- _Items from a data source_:

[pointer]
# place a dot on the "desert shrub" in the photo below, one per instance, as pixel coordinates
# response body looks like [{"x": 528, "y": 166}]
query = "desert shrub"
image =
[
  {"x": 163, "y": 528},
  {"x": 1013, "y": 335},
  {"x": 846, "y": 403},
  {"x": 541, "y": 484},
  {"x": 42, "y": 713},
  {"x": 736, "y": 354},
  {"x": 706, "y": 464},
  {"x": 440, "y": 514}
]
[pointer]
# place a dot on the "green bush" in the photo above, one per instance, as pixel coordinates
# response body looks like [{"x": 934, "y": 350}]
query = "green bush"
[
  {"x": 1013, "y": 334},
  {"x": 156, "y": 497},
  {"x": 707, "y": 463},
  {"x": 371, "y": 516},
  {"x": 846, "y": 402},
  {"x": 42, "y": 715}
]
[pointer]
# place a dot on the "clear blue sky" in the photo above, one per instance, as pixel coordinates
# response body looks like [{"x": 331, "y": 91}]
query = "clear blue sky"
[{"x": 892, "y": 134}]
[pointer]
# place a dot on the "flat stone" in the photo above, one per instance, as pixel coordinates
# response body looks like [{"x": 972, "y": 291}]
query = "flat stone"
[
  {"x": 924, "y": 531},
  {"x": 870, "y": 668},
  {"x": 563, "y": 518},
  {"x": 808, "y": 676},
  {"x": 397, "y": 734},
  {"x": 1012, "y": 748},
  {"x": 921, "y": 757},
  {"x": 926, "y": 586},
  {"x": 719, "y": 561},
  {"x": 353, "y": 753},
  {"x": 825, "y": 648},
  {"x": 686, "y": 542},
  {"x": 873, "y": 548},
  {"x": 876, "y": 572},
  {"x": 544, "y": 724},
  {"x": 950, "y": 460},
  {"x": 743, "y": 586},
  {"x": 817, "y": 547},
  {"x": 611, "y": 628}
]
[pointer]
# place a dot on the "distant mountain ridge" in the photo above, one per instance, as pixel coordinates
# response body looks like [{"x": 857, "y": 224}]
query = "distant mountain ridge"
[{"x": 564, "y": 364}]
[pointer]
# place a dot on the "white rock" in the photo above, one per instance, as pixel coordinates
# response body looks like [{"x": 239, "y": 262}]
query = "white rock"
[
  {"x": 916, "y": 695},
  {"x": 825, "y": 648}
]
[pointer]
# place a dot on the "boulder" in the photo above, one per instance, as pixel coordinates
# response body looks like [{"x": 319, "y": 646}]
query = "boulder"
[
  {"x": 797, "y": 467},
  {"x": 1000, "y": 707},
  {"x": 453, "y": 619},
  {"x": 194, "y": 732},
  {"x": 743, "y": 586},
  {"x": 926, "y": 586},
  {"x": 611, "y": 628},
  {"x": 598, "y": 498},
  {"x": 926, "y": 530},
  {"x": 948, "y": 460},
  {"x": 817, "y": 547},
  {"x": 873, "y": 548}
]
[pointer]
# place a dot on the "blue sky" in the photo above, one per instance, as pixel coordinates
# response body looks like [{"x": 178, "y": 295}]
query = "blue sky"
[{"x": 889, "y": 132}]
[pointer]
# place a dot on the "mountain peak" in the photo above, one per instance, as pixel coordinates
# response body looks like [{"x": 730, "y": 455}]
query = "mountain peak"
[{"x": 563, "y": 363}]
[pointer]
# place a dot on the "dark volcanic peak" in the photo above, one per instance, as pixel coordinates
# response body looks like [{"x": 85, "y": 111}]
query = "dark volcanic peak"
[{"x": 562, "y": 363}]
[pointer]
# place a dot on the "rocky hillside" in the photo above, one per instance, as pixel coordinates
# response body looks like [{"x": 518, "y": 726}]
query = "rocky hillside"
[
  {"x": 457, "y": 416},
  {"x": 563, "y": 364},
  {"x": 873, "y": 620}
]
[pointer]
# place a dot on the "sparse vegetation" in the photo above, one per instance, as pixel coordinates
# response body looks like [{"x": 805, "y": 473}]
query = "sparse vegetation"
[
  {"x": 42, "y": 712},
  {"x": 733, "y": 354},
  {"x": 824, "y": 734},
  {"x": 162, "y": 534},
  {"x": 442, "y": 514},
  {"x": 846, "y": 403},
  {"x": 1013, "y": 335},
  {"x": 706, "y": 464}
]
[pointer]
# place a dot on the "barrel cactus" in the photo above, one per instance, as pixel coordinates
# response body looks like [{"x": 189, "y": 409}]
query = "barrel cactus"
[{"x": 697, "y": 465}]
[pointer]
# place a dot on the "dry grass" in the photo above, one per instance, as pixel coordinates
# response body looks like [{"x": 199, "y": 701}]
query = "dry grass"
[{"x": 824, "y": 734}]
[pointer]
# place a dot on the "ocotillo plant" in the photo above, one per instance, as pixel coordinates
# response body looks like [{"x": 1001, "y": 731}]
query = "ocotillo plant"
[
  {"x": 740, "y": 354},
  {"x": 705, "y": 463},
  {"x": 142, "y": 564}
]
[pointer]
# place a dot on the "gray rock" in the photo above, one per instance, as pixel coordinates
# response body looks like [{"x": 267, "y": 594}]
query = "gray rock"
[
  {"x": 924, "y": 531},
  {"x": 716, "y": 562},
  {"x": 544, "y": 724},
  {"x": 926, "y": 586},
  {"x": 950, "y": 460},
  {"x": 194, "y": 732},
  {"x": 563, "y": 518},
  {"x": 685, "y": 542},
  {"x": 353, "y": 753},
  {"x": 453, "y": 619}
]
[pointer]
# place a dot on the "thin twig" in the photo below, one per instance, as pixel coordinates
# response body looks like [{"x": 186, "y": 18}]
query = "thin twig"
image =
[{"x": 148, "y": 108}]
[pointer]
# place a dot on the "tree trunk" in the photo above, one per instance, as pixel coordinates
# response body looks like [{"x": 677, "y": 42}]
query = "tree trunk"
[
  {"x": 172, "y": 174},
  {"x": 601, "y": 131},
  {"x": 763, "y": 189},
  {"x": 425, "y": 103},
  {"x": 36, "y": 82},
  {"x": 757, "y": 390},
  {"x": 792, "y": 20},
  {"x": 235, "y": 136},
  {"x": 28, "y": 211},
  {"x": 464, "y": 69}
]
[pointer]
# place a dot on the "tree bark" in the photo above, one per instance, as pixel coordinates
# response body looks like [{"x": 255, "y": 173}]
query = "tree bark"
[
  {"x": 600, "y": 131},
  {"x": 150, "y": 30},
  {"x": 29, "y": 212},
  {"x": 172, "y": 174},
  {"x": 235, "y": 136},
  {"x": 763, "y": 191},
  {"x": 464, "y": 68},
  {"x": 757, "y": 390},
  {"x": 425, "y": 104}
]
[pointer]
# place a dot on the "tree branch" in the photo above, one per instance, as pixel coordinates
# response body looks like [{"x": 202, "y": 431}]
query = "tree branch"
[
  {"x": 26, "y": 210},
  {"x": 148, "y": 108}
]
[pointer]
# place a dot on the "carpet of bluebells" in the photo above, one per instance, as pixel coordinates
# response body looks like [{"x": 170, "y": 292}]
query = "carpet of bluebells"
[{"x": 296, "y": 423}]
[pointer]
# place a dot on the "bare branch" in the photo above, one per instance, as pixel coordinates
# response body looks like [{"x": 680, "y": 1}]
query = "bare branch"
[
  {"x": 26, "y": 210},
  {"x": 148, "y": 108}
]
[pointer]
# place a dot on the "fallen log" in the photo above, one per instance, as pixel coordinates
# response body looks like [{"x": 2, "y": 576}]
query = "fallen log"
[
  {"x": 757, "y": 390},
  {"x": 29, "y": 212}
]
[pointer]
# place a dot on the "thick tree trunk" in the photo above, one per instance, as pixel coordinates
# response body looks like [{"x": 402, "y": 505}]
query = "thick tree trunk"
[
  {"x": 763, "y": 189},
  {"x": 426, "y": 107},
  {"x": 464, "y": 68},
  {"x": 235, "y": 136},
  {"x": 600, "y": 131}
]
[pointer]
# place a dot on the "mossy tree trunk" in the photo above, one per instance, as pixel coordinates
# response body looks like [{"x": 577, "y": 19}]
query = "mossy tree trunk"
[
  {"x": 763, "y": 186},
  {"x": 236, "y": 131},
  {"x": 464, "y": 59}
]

- _Direction_: Count the lines in the entries above that contain the string "clear", treating uppercase and lowercase as different. Reply with the number only.

- _Exercise answer_: 2